(Entries pointing to named objects)

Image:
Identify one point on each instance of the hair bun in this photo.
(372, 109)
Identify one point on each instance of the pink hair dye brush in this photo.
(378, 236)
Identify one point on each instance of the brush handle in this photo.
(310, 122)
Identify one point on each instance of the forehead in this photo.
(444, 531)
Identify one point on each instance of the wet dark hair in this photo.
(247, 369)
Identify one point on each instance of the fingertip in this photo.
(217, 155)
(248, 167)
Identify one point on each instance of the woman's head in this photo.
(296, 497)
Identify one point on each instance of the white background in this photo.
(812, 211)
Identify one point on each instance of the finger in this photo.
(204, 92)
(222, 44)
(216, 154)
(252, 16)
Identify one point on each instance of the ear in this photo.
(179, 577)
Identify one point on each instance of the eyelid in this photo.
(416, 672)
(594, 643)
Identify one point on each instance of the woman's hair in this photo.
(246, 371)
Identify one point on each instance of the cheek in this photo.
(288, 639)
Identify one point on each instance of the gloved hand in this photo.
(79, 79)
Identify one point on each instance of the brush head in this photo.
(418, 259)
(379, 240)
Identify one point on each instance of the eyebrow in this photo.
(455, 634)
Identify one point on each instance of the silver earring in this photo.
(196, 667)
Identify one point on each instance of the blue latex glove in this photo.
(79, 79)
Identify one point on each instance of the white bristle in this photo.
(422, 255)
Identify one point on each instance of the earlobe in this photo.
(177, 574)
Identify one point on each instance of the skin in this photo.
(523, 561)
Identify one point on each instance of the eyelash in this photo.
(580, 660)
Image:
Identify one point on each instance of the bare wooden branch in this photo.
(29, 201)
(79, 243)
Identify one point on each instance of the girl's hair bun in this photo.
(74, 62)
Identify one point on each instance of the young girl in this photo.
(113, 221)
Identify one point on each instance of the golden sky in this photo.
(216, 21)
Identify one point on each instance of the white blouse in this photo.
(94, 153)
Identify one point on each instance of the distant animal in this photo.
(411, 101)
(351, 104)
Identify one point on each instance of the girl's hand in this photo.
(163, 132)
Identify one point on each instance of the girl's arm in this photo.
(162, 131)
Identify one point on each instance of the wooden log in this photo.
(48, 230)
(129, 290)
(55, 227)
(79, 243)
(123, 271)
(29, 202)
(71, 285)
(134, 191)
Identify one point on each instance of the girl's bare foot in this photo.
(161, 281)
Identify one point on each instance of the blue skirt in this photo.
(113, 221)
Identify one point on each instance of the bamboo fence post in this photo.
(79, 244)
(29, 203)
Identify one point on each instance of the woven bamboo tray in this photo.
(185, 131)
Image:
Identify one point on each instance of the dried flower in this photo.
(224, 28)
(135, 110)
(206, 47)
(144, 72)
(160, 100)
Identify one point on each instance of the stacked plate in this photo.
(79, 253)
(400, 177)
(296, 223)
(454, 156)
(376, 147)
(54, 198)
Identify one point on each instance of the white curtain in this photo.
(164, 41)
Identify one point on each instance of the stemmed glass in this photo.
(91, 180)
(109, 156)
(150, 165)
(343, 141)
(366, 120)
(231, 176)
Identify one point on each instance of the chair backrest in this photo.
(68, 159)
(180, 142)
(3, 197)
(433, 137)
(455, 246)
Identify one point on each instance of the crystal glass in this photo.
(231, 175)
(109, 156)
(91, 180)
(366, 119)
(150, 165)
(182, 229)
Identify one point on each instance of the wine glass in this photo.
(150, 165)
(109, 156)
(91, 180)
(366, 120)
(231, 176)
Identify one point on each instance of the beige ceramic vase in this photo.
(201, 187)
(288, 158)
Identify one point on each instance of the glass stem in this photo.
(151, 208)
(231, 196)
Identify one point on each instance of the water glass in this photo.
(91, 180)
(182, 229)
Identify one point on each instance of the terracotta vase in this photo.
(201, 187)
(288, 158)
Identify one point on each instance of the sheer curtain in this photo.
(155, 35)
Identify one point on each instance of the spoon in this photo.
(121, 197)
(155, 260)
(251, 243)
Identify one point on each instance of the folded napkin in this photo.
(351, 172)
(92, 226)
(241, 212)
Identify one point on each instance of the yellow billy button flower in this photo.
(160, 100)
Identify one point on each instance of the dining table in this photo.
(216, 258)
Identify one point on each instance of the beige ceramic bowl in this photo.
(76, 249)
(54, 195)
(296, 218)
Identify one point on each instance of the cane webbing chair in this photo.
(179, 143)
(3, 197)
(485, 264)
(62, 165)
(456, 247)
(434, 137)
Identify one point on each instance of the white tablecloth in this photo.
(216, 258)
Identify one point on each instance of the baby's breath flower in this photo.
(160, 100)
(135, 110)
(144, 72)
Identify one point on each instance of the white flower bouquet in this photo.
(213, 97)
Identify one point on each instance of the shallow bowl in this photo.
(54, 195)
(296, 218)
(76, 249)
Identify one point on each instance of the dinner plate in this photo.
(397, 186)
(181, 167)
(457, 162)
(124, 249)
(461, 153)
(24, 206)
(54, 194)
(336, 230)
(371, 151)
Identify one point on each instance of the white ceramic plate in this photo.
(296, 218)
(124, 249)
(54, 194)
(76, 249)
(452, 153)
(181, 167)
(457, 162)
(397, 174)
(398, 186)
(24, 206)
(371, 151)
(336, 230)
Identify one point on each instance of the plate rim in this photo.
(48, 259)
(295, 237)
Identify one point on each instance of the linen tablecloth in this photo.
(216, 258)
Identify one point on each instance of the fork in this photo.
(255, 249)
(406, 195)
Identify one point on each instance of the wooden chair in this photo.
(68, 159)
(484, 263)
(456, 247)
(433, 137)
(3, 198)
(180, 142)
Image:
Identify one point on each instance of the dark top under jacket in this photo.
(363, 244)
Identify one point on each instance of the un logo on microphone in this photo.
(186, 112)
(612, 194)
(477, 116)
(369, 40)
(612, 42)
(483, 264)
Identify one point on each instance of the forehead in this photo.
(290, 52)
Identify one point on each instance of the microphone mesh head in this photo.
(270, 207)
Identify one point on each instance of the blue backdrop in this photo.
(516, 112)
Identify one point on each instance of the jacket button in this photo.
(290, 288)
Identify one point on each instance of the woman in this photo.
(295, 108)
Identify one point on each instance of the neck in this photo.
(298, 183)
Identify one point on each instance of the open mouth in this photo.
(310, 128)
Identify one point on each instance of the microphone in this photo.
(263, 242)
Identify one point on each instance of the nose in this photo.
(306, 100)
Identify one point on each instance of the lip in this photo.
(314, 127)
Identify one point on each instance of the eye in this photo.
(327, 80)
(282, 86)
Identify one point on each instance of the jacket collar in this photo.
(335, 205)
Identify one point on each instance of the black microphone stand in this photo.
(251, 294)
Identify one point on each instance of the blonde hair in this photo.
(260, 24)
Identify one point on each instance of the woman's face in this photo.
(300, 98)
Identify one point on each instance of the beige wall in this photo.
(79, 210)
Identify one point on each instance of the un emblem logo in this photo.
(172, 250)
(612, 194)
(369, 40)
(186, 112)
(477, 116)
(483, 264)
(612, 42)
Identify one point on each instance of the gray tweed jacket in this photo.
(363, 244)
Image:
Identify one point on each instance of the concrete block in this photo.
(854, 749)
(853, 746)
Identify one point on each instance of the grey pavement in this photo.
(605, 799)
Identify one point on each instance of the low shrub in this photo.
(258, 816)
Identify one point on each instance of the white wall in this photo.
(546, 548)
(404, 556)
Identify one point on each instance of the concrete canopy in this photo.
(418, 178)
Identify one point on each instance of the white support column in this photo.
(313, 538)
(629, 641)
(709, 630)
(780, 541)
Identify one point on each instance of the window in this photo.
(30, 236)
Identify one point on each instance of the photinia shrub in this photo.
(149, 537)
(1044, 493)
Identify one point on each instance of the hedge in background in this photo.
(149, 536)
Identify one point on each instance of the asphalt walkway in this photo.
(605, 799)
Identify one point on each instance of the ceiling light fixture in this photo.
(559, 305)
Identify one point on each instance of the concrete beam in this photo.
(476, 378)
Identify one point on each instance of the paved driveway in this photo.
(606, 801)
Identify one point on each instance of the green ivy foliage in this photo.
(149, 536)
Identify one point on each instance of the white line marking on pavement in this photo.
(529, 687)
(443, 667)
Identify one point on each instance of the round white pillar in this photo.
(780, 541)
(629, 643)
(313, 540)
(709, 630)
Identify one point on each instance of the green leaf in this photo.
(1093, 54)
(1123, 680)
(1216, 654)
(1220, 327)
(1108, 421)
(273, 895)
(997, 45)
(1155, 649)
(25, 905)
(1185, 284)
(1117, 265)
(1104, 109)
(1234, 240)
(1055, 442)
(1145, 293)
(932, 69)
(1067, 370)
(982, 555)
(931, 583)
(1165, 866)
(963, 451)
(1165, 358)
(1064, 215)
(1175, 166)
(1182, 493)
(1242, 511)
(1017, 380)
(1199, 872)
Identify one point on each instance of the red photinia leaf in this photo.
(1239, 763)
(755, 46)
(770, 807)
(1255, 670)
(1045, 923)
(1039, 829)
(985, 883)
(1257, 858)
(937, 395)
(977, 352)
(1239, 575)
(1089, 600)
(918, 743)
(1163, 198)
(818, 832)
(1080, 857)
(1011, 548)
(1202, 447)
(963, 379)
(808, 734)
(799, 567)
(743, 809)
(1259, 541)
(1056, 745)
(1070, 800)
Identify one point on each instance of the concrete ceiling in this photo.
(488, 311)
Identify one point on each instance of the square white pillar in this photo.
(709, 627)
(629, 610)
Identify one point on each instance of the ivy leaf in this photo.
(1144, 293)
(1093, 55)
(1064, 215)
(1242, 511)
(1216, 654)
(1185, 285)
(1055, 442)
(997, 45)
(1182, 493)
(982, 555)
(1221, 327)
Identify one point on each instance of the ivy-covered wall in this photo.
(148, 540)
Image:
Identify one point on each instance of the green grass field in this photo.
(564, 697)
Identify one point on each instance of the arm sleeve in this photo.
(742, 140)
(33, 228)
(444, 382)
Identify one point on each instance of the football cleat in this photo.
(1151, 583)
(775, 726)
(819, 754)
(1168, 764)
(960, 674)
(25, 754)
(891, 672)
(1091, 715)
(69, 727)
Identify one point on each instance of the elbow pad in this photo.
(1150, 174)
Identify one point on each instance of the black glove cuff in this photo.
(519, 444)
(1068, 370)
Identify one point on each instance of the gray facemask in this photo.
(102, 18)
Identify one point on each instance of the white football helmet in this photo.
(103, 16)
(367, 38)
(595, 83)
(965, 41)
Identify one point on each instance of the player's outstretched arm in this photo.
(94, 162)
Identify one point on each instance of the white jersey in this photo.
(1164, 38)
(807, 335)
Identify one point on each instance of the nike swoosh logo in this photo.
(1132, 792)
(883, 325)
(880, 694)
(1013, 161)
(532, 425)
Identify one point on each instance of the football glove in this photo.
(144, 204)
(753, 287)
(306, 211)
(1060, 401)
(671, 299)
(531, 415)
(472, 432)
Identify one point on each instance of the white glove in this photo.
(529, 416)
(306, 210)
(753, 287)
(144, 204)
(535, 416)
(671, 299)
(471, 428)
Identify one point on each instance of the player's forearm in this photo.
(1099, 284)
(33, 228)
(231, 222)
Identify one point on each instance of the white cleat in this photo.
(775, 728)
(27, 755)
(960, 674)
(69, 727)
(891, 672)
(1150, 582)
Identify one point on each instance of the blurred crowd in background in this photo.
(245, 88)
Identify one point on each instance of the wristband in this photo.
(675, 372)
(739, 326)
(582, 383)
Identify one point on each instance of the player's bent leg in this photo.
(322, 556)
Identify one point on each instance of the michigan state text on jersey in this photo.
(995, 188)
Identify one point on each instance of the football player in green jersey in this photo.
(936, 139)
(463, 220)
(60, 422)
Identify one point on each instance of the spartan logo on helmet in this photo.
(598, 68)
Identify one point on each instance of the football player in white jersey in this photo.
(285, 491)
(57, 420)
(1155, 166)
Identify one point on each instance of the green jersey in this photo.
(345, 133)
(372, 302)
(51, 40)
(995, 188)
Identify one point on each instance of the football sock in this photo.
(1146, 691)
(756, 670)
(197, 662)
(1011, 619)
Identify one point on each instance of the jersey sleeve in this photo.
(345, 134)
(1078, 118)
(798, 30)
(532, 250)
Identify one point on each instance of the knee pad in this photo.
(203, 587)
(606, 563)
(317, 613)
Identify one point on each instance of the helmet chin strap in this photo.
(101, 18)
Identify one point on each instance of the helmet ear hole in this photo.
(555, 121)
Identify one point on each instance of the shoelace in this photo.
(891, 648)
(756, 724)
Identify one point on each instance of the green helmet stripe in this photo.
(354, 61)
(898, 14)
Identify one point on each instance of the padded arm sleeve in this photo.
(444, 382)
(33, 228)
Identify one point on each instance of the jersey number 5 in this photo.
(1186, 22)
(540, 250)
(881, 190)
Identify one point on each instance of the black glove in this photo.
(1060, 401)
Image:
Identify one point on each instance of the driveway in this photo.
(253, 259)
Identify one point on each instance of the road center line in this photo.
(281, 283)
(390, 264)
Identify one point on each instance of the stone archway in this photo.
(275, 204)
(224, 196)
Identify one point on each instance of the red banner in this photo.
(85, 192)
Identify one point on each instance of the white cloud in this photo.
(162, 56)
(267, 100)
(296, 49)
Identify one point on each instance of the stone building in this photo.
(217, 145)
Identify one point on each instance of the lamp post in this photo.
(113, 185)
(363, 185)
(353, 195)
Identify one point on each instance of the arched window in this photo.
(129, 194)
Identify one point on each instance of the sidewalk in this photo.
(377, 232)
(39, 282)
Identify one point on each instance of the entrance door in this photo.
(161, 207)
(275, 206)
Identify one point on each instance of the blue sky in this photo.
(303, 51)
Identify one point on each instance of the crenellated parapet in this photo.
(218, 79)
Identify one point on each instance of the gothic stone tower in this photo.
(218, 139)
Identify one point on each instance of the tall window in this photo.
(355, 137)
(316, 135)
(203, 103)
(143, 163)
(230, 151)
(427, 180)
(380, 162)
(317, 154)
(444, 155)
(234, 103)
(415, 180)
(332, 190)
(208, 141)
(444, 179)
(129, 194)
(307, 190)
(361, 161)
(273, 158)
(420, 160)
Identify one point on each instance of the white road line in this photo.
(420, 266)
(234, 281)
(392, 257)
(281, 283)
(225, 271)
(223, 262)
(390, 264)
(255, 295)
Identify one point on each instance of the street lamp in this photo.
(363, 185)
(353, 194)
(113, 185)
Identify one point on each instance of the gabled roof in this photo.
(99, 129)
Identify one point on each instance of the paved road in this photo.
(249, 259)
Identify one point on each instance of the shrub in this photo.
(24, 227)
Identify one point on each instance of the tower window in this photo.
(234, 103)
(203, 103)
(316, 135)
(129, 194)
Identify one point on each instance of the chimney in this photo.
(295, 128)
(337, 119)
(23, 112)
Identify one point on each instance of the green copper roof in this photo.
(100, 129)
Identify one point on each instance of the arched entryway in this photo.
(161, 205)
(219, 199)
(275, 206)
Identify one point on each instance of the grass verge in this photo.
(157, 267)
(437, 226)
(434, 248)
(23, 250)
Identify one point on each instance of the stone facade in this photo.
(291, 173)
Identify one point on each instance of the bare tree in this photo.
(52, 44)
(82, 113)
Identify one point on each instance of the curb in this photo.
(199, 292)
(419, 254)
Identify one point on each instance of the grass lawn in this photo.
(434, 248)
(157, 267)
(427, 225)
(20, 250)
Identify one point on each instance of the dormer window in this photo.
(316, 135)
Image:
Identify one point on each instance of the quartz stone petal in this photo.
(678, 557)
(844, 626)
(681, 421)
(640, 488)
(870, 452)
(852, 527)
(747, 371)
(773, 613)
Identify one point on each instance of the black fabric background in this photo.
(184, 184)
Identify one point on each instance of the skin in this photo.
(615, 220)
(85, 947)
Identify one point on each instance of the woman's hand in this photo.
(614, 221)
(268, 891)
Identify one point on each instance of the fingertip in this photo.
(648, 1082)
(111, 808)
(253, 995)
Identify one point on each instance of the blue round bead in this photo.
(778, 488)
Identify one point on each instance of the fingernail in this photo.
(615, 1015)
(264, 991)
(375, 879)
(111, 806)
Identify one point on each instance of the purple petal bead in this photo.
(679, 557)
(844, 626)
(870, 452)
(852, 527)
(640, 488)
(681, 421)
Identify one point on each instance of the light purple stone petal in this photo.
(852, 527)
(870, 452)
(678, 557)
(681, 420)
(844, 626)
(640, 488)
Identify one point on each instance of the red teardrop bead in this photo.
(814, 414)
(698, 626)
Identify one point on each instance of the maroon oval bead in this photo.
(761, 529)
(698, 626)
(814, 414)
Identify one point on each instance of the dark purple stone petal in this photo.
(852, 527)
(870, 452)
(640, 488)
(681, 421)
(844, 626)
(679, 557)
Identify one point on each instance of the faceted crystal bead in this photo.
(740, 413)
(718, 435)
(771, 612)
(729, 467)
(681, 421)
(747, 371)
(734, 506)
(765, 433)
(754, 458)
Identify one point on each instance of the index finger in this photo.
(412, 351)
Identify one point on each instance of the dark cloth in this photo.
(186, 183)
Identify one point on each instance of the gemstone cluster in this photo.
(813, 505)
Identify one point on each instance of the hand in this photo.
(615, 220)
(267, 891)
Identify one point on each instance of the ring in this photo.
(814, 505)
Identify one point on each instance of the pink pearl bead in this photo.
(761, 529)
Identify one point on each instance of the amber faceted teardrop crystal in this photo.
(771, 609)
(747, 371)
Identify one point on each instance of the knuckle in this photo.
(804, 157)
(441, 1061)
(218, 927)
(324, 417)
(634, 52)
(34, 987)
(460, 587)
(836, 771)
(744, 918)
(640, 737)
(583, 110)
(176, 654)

■ What this task involves: Copy the material word for word, starting with the line that contains "Identify one point on each instance of the dark cloth" and continuing through its last line.

■ The reply:
Identify one point on each instance of the dark cloth in this photo.
(186, 183)
Identify one point on each instance of the gemstone cluster in this photo.
(813, 505)
Identify one point on each instance of the hand in this photo.
(615, 220)
(267, 891)
Identify one point on each instance of the ring in this photo.
(814, 505)
Identify one point on each instance of the pink pearl bead in this photo.
(761, 529)
Identify one point on each instance of the amber faceted teardrop crystal in this photo.
(771, 609)
(747, 371)
Identify one point on each instance of the knuckle in this photo.
(804, 157)
(441, 1061)
(218, 927)
(324, 417)
(634, 52)
(34, 987)
(460, 587)
(836, 771)
(744, 918)
(640, 737)
(583, 110)
(176, 654)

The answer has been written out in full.